The  Holly Moon is the mirror-image of the Oak Moon, following it and representing the second face of the Two-Faced God. Where the Oak Lord is protecting, wise, sheltering, like a "door", the Holly King is a "battle-waging spear," the fiery male force which brings direct action, conflict at its fiercest. The tree which was originally the symbol of this month was the Holly-Oak, or Holme-Oak, "the evergreen twin of the ordinary oak". ( Robert Graves) It was the symbolic tree of the Tanist, the heir-apparent to the King of the Land, whose symbol was the Oak, and the blood-red dye produced by the flowers of the holly-oak represents the custom that the heir was also the executioner of the Sacral King.

The energy of this moon is "Direct Action", like the straight shafts of the holly bush, which were strong enough for the Celts to use them as spears. The letter "t" in old Irish script is the shape of a spear, and the Tanist carried the spear with which he took the life of the Year King as a willing sacrifice. And during the Holly month, we celebrate the Sabbat of Lughnasadh, which is the wake of Lugh, the Sun King, who dies for the land at harvest time.

Entries shown:

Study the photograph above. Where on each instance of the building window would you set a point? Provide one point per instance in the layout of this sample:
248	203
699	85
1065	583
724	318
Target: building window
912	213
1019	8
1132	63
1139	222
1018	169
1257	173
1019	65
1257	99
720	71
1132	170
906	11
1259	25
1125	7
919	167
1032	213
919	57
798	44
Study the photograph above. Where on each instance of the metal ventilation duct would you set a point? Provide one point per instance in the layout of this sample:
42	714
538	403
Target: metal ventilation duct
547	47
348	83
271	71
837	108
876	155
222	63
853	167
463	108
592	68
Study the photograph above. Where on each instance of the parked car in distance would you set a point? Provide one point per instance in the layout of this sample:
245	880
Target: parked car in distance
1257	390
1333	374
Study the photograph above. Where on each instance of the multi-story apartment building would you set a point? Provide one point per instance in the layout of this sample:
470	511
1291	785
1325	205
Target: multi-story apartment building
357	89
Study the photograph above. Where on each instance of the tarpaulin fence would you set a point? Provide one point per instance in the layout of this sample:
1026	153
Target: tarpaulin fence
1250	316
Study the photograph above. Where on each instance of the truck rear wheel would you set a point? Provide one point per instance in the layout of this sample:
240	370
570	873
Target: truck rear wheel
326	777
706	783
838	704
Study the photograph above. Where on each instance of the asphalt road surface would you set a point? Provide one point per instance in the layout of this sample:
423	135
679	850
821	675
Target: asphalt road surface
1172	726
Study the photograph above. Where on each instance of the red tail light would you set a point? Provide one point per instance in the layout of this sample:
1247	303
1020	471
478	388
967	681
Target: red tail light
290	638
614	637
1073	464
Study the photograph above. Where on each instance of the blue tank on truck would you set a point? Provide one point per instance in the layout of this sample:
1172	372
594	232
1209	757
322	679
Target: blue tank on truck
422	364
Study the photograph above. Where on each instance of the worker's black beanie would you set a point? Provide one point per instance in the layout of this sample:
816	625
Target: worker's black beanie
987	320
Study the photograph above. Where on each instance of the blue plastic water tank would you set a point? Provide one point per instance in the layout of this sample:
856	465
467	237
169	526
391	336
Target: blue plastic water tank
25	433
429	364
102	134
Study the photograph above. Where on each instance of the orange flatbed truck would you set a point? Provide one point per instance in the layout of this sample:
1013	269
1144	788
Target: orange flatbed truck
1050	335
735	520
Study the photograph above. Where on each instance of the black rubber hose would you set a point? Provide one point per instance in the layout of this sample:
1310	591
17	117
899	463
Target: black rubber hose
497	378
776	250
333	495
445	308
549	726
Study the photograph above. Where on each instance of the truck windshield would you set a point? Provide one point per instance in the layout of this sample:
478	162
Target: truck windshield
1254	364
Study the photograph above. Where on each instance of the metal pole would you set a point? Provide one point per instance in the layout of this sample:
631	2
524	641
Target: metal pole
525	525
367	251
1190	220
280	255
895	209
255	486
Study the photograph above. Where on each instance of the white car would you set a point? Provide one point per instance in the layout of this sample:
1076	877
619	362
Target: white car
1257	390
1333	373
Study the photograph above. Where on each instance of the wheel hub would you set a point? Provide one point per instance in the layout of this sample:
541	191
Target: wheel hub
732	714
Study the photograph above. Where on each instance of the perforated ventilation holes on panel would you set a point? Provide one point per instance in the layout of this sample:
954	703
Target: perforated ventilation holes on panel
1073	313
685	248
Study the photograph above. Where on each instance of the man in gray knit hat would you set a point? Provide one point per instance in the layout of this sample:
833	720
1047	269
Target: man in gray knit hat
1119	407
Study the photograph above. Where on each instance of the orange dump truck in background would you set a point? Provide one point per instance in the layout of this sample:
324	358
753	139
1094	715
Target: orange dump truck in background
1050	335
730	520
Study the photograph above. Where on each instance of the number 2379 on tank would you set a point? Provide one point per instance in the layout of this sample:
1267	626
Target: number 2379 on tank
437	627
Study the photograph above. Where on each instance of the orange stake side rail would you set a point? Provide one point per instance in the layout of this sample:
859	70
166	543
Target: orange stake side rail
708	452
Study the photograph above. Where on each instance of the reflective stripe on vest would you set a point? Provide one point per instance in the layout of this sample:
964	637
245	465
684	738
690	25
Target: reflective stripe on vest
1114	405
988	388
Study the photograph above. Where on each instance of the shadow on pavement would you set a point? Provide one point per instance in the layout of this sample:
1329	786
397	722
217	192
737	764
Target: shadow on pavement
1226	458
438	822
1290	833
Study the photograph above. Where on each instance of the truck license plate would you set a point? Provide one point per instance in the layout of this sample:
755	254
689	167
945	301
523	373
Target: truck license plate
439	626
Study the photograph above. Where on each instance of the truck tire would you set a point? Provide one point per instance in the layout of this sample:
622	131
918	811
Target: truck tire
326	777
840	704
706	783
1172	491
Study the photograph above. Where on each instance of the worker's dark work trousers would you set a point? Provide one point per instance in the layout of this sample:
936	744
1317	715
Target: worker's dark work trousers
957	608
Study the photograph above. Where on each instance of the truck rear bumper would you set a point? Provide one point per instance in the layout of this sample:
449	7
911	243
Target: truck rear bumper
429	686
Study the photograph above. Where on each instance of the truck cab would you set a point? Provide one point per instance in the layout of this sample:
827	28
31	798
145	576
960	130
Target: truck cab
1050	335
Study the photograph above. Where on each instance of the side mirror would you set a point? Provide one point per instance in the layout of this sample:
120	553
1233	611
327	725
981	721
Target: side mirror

Problems and tasks:
1 > List every word or phrase that the Holly Moon passage sets in quotation marks.
2 > Carry the Holly Moon passage further, starting right after its final sentence.

Expected responses:
1 > door; battle-waging spear; the evergreen twin of the ordinary oak; Direct Action; t

2 >
In alignment with the energy of the moon, the urban witch realigns things during this moon, performing the sacrifice and regeneration of the God within hir own mundane and spiritual life. As the door opened upon the mysteries during the preceding month. so the Holly Moon brings actual suggestion of direct action needed to attain spiritual goals. Workings of cleansing, making of magickal defenses or weapons, dealing with confrontation and loss, tend to hapen during this month. As well, there is work of harvesting, cutting away old growth in the garden, mulching, and other mundane activities which reinforce the symbol of loss that will ultimately produce gain.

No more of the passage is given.